What needs to be done >> Print the items below word for word, starting at their very first line and stopping after the line that contains "positive clicks: (222, 286) (187, 278)".

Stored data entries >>
|---|
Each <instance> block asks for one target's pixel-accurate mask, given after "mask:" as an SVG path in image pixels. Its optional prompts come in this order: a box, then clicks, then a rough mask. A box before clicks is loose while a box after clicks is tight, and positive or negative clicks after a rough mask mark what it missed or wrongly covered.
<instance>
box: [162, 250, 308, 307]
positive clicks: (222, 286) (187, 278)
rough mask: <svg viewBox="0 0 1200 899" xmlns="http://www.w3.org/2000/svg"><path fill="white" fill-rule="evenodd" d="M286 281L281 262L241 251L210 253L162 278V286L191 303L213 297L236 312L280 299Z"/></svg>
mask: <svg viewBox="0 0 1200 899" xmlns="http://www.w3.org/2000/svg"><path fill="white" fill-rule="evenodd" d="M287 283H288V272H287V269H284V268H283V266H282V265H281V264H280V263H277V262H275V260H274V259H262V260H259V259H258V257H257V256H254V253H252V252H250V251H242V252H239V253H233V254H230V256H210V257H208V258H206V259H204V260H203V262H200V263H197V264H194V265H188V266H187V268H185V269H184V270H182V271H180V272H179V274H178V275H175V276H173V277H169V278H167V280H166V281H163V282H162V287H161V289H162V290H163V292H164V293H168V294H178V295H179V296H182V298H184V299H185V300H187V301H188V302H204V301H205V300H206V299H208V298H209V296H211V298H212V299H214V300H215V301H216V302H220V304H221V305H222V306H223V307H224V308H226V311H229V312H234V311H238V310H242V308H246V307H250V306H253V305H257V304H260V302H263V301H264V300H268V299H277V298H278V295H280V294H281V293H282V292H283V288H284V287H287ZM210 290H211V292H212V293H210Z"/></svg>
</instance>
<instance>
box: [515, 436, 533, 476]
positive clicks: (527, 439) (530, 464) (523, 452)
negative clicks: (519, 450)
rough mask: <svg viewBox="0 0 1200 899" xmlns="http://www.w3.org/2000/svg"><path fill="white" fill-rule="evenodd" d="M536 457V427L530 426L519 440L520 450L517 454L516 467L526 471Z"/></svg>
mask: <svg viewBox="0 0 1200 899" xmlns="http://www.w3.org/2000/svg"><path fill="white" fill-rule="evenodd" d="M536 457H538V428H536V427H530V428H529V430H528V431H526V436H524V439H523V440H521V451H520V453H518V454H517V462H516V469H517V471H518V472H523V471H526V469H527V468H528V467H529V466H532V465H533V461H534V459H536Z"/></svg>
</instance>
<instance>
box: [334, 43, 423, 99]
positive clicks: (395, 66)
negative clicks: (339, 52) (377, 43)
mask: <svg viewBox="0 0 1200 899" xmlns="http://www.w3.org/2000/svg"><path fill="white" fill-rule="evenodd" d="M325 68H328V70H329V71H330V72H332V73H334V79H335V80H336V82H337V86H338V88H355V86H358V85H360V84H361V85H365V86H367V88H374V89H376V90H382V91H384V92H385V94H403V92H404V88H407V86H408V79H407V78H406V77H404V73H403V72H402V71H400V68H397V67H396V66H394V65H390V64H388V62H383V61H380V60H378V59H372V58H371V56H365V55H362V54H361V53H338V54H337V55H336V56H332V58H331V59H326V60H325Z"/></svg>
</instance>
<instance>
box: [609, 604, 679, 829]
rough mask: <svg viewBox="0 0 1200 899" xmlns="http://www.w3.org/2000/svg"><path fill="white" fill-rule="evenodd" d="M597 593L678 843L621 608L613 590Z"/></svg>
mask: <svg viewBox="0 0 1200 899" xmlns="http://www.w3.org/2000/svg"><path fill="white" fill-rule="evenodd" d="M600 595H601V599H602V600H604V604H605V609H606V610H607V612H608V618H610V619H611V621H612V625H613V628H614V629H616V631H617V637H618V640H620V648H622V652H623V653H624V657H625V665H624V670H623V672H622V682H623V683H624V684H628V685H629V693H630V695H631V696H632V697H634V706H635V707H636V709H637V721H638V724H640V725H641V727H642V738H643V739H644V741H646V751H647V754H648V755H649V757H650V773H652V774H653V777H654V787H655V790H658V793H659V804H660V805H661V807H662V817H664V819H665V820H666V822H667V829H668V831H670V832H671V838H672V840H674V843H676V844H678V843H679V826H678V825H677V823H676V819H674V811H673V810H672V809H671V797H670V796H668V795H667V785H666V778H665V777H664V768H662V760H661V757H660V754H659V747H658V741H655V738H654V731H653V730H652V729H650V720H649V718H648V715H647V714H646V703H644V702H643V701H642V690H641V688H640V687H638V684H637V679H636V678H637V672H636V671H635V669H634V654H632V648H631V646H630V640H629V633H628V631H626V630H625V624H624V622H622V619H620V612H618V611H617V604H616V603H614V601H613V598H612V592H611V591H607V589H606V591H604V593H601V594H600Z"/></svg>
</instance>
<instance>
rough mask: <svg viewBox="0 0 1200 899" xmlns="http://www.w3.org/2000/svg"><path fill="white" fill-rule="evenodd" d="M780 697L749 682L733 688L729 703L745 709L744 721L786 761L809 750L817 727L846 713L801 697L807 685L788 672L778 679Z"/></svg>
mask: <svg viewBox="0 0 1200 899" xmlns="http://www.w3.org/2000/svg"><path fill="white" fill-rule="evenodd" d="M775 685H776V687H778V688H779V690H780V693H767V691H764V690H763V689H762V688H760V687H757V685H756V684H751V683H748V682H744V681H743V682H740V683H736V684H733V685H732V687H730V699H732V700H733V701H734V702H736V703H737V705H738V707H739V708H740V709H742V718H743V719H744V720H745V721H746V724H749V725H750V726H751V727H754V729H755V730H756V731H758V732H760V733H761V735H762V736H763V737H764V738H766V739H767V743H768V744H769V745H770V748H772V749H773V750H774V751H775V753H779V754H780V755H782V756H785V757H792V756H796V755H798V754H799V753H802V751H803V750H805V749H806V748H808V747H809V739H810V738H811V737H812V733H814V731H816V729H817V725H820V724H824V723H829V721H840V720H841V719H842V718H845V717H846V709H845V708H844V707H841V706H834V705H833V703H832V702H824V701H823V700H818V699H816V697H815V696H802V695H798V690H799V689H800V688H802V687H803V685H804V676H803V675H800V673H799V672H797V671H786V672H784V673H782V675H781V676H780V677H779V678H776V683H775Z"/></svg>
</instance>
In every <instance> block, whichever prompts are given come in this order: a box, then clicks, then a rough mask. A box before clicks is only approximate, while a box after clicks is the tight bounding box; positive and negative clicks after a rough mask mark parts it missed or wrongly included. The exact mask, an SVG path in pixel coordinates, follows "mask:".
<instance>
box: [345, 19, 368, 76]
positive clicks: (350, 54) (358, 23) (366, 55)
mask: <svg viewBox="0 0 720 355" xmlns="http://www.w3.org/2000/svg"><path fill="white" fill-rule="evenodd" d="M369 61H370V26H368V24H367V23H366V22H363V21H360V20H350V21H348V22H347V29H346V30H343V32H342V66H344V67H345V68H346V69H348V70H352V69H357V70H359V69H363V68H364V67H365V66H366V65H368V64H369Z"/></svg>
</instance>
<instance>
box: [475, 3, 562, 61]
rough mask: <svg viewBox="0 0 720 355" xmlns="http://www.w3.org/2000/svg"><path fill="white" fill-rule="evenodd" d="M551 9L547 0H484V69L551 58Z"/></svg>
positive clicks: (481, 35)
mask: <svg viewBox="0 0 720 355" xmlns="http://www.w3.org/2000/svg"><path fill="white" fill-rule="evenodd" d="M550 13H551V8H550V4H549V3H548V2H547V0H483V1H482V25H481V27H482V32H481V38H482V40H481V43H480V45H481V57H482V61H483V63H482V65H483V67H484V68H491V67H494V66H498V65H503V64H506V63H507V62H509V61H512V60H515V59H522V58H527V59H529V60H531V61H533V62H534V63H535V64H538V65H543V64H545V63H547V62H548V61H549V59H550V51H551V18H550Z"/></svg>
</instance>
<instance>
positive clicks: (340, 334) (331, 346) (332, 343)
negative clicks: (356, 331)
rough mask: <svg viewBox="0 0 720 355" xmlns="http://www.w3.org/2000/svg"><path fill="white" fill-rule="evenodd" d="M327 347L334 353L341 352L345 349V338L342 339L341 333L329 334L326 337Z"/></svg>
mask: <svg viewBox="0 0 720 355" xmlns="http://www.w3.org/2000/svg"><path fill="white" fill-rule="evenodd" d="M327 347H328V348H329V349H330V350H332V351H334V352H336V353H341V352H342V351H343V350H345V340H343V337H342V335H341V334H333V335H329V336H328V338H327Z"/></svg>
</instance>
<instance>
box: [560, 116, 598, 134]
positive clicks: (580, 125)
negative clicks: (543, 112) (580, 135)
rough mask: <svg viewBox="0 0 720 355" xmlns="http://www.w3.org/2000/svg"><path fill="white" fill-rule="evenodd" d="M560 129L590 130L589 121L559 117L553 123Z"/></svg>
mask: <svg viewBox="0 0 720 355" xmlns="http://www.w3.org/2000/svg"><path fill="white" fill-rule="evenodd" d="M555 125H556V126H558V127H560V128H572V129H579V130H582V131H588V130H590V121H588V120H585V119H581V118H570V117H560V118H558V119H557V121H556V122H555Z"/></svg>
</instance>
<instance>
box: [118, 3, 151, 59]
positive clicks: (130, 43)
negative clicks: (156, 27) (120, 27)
|---|
Solution to the problem >>
Each <instance> block asks for one target's pixel-accurate mask, given after "mask:" as an SVG path in image pixels. Its optional prompts come in this order: a box, then clicks, then a rough mask. A box before clicks is loose while a box after clicks is tight, and positive or negative clicks after a rough mask mark what it missed or wrongly covered.
<instance>
box: [162, 250, 308, 307]
positive clicks: (222, 286) (187, 278)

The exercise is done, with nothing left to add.